== RECORDS SUPPLIED
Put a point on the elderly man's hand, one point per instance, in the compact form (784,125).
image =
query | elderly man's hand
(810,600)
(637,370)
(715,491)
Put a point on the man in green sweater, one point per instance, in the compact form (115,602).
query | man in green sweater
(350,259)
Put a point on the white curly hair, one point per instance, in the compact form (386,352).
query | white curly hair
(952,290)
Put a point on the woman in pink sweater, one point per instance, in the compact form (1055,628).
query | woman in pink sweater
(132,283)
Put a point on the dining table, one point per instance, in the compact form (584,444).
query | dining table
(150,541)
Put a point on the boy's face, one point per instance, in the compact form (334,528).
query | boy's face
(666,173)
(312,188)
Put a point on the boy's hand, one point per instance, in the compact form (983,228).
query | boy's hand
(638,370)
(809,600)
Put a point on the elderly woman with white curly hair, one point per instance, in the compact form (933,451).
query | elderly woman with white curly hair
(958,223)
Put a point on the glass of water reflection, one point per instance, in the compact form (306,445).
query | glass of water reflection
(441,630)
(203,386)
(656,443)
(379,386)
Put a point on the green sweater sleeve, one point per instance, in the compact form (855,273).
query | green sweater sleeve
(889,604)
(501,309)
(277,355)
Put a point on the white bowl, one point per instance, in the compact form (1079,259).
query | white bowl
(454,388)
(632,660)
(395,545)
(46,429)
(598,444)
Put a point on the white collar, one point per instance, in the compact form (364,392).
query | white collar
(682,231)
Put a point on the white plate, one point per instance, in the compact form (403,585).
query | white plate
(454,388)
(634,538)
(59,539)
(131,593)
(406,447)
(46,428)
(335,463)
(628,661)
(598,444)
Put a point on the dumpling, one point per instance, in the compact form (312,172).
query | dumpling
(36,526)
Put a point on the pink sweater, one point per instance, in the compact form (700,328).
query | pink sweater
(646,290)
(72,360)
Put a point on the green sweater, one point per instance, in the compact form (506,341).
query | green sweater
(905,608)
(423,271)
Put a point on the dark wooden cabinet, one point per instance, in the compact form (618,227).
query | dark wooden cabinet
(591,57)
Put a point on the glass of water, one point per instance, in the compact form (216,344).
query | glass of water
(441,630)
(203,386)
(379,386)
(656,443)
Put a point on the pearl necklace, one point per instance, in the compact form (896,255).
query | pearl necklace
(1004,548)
====
EXERCISE DETAILS:
Rewrite the listing above as a numbered list, leaving out any blank lines.

RESPONSE BELOW:
1. Put a point on the elderly man's hand, one point per instance, in the compact form (784,125).
2. image =
3. query | elderly man's hand
4. (810,600)
5. (637,370)
6. (715,491)
7. Put a point on the man in green sweater, one point per instance, in the compact form (115,602).
8. query | man in green sweater
9. (350,259)
10. Put a point on the white curly hair, one point per instance, in the compact form (386,352).
11. query | white curly hair
12. (952,290)
13. Put a point on the woman in pink sweater, one point per instance, in the compact form (1055,628).
14. query | woman in pink sweater
15. (132,283)
16. Put a point on the dining table, one point per instance, in the compact form (584,444).
17. query | dining table
18. (150,541)
19. Put a point on the boy's face, one point per instance, in the compact form (334,528).
20. query | boy's face
21. (666,173)
22. (312,188)
23. Put a point on the boy's hand, one point per instance, in the compact form (983,228).
24. query | boy's hand
25. (638,370)
26. (809,600)
27. Put a point on the elderly woman with white curly hair, one point per instance, in the compact form (933,451).
28. query | elderly woman with white curly hair
29. (958,223)
30. Put a point on the glass of water reflection, one point per instance, in the compact form (306,445).
31. query | glass of water reflection
32. (441,630)
33. (203,386)
34. (656,443)
35. (379,386)
36. Put a point on the green sweater sleeve, one point per instance, in the compact form (855,273).
37. query | green sweater sleeve
38. (889,604)
39. (501,309)
40. (277,355)
41. Put a point on the white bowl, one point per instance, in the compact form (1079,259).
42. query | white bowl
43. (454,388)
44. (632,660)
45. (395,545)
46. (46,429)
47. (598,444)
48. Put a point on the white collar, one point per instance, in the compact form (364,392).
49. query | white collar
50. (682,231)
51. Put a point on the white plate, one point per instance, in the compact form (403,585).
52. query | white plate
53. (454,388)
54. (634,538)
55. (59,539)
56. (131,593)
57. (406,447)
58. (46,428)
59. (335,463)
60. (628,661)
61. (598,444)
62. Put a point on the dumpling, one point per instance, in the compact form (312,172).
63. query | dumpling
64. (36,526)
65. Put a point on the pink sweater, one point per instance, in the compact form (700,328).
66. query | pink sweater
67. (646,290)
68. (72,360)
69. Put a point on the green sweater, one point per instance, in the compact form (506,341).
70. query | green sweater
71. (905,608)
72. (423,271)
73. Put a point on the dark wooden cabinet, one point per instance, in the compact form (618,227).
74. query | dark wooden cabinet
75. (591,57)
76. Put a point on the glass of water, one point per instance, in the compact form (216,344).
77. query | glass of water
78. (441,630)
79. (203,386)
80. (379,386)
81. (656,443)
82. Put a point on the pearl necklace, one point per instance, in the compact form (896,255).
83. query | pearl necklace
84. (1004,548)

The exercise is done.